_Consigne 1_
Reproduisez fidèlement le passage du texte sur Haïti allant de « Entre janvier et » à « blessures par balle. ».
_Consigne 2_
Relevez, dans le texte sur Haïti, toutes les catégories de personnes prises en charge par les équipes MSF entre janvier et juin 2025, avec le nombre indiqué pour chacune.
_Consigne 3_
Reprenez le texte sur la crise sanitaire à Port-au-Prince et poursuivez-le à partir de sa dernière phrase.
::: Texte de l'exercice
Haïti : une part importante de la population de Port-au-Prince n’a plus accès aux soins vitaux

Port-au-Prince, la capitale haïtienne, s’enfonce dans une crise de plus en plus profonde, en raison des affrontements violents entre groupes armés et forces de police. Médecins Sans Frontières (MSF) témoigne de l'augmentation du nombre de victimes civiles arrivant dans ses structures et de la diminution alarmante de l’offre de soins dans la capitale.
60 à 80 % des structures de santé de Port-au-Prince sont fermées ou hors service en raison de l’insécurité et de la violence généralisées dans la ville. Or dans le même temps près de deux Haïtiens sur cinq ont besoin de soins médicaux urgents.
Entre janvier et juin 2025, les équipes MSF ont pris en charge 2 600 survivants et survivantes de violences sexuelles, admis 13 300 patients aux urgences et soigné près de 2 300 victimes de violence. Ces violences touchent de plus en plus les enfants. 26 % de ces victimes de violence sont des mineurs, majoritairement âgés de moins de 15 ans, contre 11% en 2024. Parmi ces victimes mineures, un tiers étaient des filles et 30% présentaient des blessures par balle.
« Ces chiffres reflètent l’évolution alarmante de la situation en Haïti, où les civils, y compris des femmes et des enfants, sont chaque jour exposés au danger », déclare Mumuza Muhindo Musubaho, Chef de mission MSF en Haïti.
::::::
::: Données sources
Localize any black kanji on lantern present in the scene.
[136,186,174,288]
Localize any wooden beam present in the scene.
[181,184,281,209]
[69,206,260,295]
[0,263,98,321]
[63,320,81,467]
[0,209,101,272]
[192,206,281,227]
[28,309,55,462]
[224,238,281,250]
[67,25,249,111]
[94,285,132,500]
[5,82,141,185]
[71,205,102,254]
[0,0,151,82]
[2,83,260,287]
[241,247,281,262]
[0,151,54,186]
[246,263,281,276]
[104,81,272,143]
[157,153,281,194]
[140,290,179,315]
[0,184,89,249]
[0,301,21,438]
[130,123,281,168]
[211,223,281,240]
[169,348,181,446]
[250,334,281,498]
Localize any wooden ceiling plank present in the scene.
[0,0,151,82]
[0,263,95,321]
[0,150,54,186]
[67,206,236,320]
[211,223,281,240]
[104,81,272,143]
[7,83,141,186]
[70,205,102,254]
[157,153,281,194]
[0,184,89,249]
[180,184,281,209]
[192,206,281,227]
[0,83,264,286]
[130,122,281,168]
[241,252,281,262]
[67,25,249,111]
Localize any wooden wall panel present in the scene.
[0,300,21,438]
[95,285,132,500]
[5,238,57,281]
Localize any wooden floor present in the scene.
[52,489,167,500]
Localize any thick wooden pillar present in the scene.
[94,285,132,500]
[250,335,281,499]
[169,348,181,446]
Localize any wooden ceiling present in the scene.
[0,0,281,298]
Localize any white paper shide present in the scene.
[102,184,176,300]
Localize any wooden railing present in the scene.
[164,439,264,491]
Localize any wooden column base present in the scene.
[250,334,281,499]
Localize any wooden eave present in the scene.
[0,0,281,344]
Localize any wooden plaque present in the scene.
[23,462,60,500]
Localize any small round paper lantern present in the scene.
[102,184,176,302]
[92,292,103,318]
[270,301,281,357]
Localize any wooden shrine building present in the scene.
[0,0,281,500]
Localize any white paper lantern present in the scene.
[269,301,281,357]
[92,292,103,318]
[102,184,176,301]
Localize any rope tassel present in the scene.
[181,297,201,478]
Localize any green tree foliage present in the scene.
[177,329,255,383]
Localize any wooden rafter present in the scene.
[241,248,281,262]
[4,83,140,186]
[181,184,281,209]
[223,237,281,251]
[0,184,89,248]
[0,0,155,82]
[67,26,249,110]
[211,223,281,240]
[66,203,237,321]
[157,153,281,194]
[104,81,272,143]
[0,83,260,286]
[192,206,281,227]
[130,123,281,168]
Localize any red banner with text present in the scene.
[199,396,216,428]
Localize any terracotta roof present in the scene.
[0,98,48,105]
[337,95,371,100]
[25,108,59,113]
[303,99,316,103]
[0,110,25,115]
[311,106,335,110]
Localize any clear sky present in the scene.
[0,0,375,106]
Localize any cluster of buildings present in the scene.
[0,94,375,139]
::::::
_Réponse attendue 1_
Entre janvier et juin 2025, les équipes MSF ont pris en charge 2 600 survivants et survivantes de violences sexuelles, admis 13 300 patients aux urgences et soigné près de 2 300 victimes de violence. Ces violences touchent de plus en plus les enfants. 26 % de ces victimes de violence sont des mineurs, majoritairement âgés de moins de 15 ans, contre 11% en 2024. Parmi ces victimes mineures, un tiers étaient des filles et 30% présentaient des blessures par balle.

_Réponse attendue 2_
- survivants et survivantes de violences sexuelles : 2 600
- patients admis aux urgences : 13 300
- victimes de violence : près de 2 300

_Réponse attendue 3_
Cette guerre de territoire place la population au milieu des lignes de front, prise au piège entre la menace des drones explosifs et le déchainement de violence des groupes armés.
Le 20 septembre 2025, 17 blessés ont été pris en charge au sein de l’hôpital MSF de Drouillard, à la suite d’une attaque par drone menée le même jour dans le quartier de Cité Soleil. La majorité de ces blessés (10) étaient des femmes, dont une est décédée lors de son transfert vers l’hôpital traumatologique de MSF à Tabarre. Trois enfants n’ont malheureusement pas survécu à leurs blessures et trois hommes sont morts. Deux femmes sont également décédées à la maternité voisine d’Isaïe Jeanty, où MSF intervient.
Les groupes armés pillent et brûlent les maisons, détruisent des quartiers, terrorisent les communautés et utilisent de plus en plus la violence sexuelle comme arme de contrôle, de punition et d'extorsion. La population est terrorisée et a peu d’option pour accéder à des soins de santé.
Environ 18 % des patients suivis par les équipes MSF dans les quartiers sous contrôle de groupes armés, déclarent ne pas emprunter les transports publics pour se rendre dans des structures de soins situées en dehors de ces zones par crainte d’être pris pour cible. De plus, de nombreux établissements hospitaliers ont fermé en raison d’attaques armées, de pillages, d’exode du personnel médical, ou encore de difficultés d’approvisionnement en médicaments.
Entre la réduction des mouvements des habitants et le peu de structures disponibles, une part importante de la population de Port-au Prince n’a plus accès des services vitaux.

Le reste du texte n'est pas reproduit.